DIRECTIONS FOR THIS TASK:
Leave out the pictures and copy everything else below exactly.
** start DATA PROVIDED **
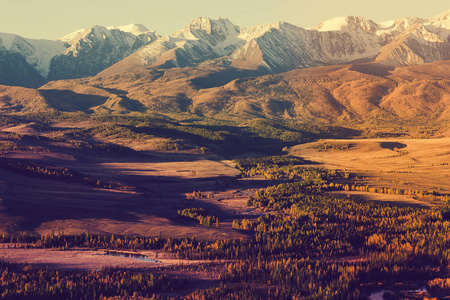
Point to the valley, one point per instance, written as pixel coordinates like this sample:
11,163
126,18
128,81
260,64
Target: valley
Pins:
223,162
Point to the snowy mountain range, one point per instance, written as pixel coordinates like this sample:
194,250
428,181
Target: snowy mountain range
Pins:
274,48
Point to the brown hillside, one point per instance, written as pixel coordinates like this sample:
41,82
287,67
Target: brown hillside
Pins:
358,92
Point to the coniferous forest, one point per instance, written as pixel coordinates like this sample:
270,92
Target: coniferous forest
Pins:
311,244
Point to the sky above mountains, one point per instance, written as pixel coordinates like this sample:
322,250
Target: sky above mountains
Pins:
51,19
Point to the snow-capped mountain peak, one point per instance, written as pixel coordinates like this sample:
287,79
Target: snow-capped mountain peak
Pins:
135,29
347,24
201,27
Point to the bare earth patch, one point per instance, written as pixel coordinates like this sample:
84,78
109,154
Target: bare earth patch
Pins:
416,164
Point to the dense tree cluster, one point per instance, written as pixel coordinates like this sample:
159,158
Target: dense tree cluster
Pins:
28,282
311,245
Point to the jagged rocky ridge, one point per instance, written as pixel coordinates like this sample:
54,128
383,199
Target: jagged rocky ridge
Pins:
267,48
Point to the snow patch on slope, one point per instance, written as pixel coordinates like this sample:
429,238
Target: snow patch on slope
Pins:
37,53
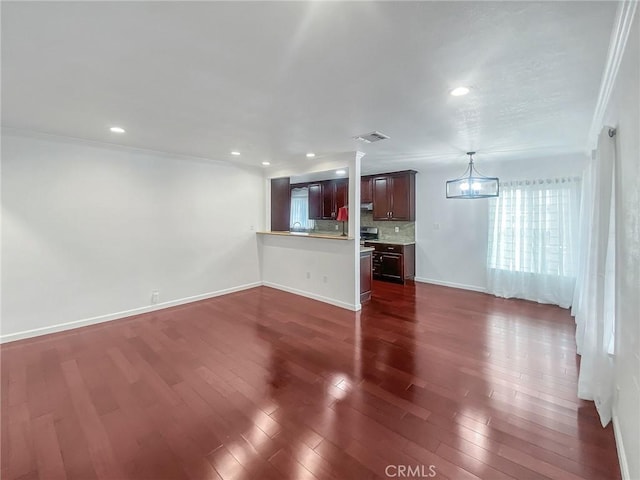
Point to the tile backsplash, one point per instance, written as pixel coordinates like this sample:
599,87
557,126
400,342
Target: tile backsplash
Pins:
386,229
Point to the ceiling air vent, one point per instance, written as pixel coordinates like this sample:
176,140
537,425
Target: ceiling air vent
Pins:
371,137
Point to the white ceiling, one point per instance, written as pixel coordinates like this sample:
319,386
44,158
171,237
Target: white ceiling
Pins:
276,80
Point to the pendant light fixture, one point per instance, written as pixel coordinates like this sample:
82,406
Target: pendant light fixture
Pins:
472,184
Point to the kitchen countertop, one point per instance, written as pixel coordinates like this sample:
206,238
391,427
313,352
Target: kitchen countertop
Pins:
390,242
308,235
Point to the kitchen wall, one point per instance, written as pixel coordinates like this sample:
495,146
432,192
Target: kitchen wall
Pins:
622,113
386,230
451,235
324,269
89,230
329,227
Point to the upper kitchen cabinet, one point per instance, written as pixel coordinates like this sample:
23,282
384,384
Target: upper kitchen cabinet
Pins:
394,196
335,194
366,190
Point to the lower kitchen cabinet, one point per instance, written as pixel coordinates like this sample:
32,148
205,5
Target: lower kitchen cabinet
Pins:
393,262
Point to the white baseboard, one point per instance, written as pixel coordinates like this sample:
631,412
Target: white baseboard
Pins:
320,298
451,284
12,337
622,456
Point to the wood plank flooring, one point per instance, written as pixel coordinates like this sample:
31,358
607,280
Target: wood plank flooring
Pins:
263,384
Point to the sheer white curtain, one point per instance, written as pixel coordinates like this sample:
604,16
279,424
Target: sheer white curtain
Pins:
594,298
533,240
299,217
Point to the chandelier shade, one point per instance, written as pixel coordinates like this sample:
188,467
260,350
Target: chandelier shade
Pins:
472,184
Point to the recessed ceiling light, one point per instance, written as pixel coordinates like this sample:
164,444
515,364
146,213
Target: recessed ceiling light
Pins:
459,91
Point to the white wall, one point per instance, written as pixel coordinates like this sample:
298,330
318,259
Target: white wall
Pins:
88,231
623,113
286,262
451,235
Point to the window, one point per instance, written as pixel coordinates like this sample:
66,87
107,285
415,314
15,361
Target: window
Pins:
532,244
299,219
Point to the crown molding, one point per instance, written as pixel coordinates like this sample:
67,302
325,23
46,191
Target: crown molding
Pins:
619,36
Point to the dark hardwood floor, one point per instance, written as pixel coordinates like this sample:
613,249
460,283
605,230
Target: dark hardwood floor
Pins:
263,384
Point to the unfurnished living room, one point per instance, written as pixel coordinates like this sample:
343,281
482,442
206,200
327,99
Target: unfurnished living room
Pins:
320,240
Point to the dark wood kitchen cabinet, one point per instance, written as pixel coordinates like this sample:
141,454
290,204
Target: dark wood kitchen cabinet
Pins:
393,262
335,194
394,196
280,204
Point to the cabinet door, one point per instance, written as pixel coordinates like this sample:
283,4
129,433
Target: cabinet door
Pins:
391,267
315,201
280,204
366,190
328,200
381,198
402,197
342,194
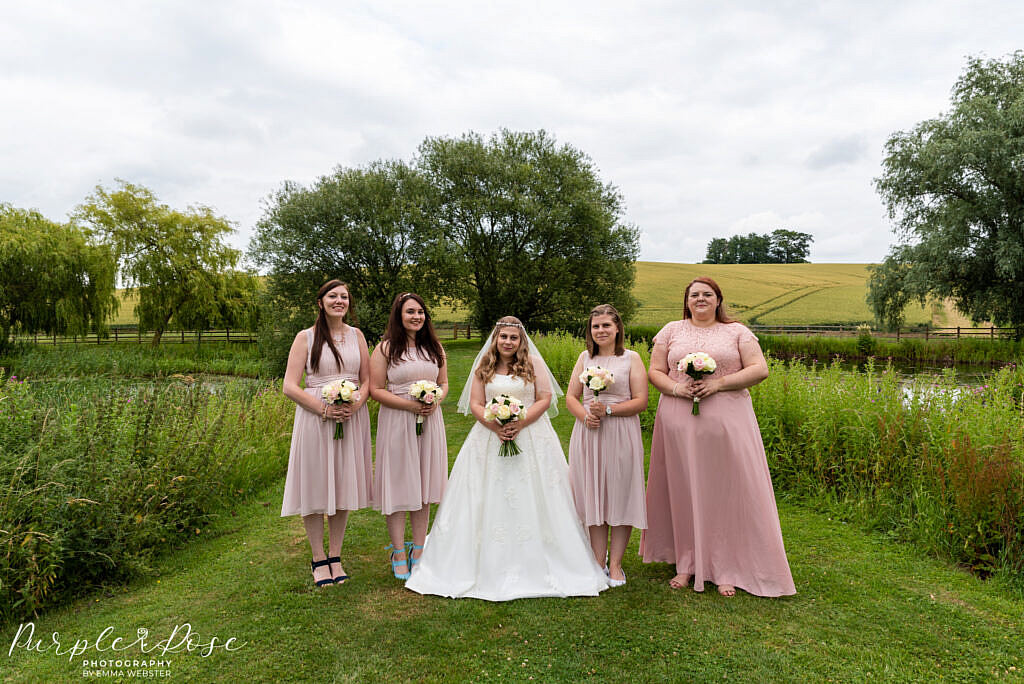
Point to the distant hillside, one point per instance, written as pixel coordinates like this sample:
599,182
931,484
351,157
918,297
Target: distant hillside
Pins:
773,294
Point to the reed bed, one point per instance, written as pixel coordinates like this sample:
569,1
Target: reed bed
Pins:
135,360
936,351
99,475
933,462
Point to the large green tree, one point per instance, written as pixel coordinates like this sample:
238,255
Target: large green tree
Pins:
175,260
364,226
51,279
954,186
524,226
779,247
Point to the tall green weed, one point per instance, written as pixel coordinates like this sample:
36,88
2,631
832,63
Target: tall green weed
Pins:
96,476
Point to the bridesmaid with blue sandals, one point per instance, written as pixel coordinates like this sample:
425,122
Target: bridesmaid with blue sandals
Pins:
412,469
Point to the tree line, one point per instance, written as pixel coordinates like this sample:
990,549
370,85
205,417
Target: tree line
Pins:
778,247
513,222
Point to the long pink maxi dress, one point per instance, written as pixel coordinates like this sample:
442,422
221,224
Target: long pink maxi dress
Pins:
606,463
711,507
412,470
327,475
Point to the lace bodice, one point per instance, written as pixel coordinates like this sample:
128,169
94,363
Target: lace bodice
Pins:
620,367
511,385
721,341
** end DATA PROVIDED **
TASK ANSWER:
Point to the valley, one point per instance, written as pixel coordinates like this sample:
11,163
126,18
128,81
260,64
Target: valley
Pins:
223,162
Point to the snowy mountain range, one point per instance, written as pixel coordinates like this sample:
194,250
428,181
Target: snowy mountain range
Pins:
274,48
Point to the brown hillside, one point per instance, written as pixel coordinates like this sample:
41,82
287,67
Target: brown hillside
Pins:
358,92
Point to the coniferous forest, one point per instance, written as pixel coordinates like this sample:
270,92
Target: coniferous forest
Pins:
311,244
Point to the sky above mountains, one point per instance, written as pixel coordinates like this sample:
322,250
Target: sky above mountains
Pins:
51,19
Point to the snow-capped mountain peak, one point per instance, written as pixel coordinates like this sample:
287,79
Target: snow-capped mountain peak
Pins:
135,29
347,24
201,27
Point to the bare earth patch, one point per instance, written as pixel coordinates like this sample:
84,78
109,154
Target: bare earth patch
Pins:
416,164
Point to the dense tree cluster, one point per instance, written as pixel coordinates like this sample:
159,158
Target: dense tree cluster
Pins:
28,282
311,245
Point to the jagged rocky ridge, one point per instance, written as pixel coordinates like this sample:
54,128
383,199
Target: jagged rocky ridge
Pins:
267,48
Point to the snow patch on slope, one point per instance, written as pixel coordinates like this sample:
429,238
Target: snow patch on slope
Pins:
37,53
Point to the tile backsplash, one point per instance, written as pixel coordinates like this sample:
599,87
557,126
400,342
Target: tile backsplash
Pins:
386,229
Point to the ceiling air vent, one point per instance, written as pixel coordinates like this sample:
176,140
537,425
Target: ceiling air vent
Pins:
371,137
Point to the white ceiling, one point per instance, written as pixel coordinates like this sample:
319,386
44,158
171,237
Target: white ceiling
Pins:
276,80
Point to the pendant light fixture, one point per instance, written as pixel coordinates like this sample:
82,406
Target: pendant light fixture
Pins:
472,184
Point to the kitchen countertop, one point per instance, written as pixel coordinates like this sample:
206,238
391,427
313,352
Target: kitchen countertop
Pins:
390,242
308,235
Point to the kitchen wall, one point per instance, written as pixel coordinates like this sample:
495,146
432,192
Target: kitchen wall
Pins:
622,113
386,230
451,235
324,269
89,230
329,227
Point to the upper kitchen cabinet, one point per instance, written as pixel coordinates like this sample:
23,282
384,384
Target: upper kitchen cabinet
Pins:
394,196
335,194
366,190
Point to the lower kitchen cabinet, one point per instance, written as pixel coordinates like this sample:
32,148
205,5
Target: lower kitchen cabinet
Pins:
393,262
Point to the white baseboard, one point per instance, written as pixel coordinates like this sample:
631,412
Target: white baseboard
Pins:
320,298
451,284
12,337
622,456
Point to the wood plank flooring, one point per instance, written as pixel coordinates like this sample:
31,358
607,280
Target: wood plank flooring
Pins:
263,384
Point to the sheer white curtain, one point per instance, written as pixel coordinates like this sample:
604,16
279,424
Target: sheer white curtain
Pins:
594,298
533,240
299,217
Point to the chandelier shade, one point per instance, written as pixel coordinates like this sample:
188,467
260,350
Target: chandelier shade
Pins:
472,184
Point to the recessed ceiling light, one point per instance, written as pixel coordinates like this sample:
164,444
515,364
146,213
Target: recessed ceiling light
Pins:
459,91
Point to the white wall, one point per instance, written as pixel coordinates like this sample:
298,330
318,259
Target: white wall
Pins:
88,231
623,113
286,262
451,235
Point to the window, one point per instance, written as pixel coordinates like this sample:
66,87
107,285
415,314
15,361
Target: window
Pins:
532,244
299,219
Point to the crown molding, one point per instance, written as pixel coordinates like this sample:
67,302
325,23
46,191
Target: crown molding
Pins:
619,36
Point to the dark hardwood floor, one point per instance, written as pixel coordinates like this sample:
613,249
460,283
605,230
Target: dark hardwood floor
Pins:
263,384
Point to the unfurnished living room, one point per instance, written as pixel coordinates like this sample:
343,281
482,442
206,200
327,99
Target: unfurnished living room
Pins:
320,240
Point to the dark wood kitchen cabinet, one point per instance, written as pixel coordinates like this sample:
141,454
290,204
Target: dark wood kitchen cabinet
Pins:
393,262
335,194
394,196
280,204
Point to the cabinet door, one point per instance, written as pixel coordinates like this sample:
283,4
129,433
Target: cabinet door
Pins:
391,267
315,201
280,204
366,190
328,200
381,198
402,197
342,194
Point to the distant hillside, one point per instance, written as pixel coordinates like this sample:
599,182
931,484
351,157
918,297
Target: distant hillside
Pins:
773,294
Point to the reed bed, one point per instance, written as pixel coordinates like this sample:
569,1
Target: reed bed
Pins:
135,360
936,351
99,475
933,462
Point to the large green tree, one point per instance, written as pixel coordinates like this sample:
238,255
Target: large green tree
Pins:
175,260
364,226
51,279
954,186
524,226
779,247
Point to the tall green weed, one point per instance, written as pixel coordinates like this sample:
36,88
2,631
832,63
Target: tall green weed
Pins:
96,476
Point to the bridesmaid with blue sandals, one point per instance, written as pixel coordinates like this sample:
425,122
Target: bridesmaid with blue sandals
Pins:
412,469
Point to the tree line, one point per instance, written as pixel coordinates like this sample:
990,549
370,85
205,417
Target: tree line
Pins:
778,247
513,222
Point to the long pink maxi dress, one point per instance, written as pixel coordinates like this sample:
442,422
221,224
Target: long pink maxi dress
Pins:
606,463
711,507
412,470
327,475
Point to the lace bodice, one point per instance, written as pixel coordinates like this sample:
128,169
94,363
Target: lace bodice
Pins:
620,367
511,385
721,341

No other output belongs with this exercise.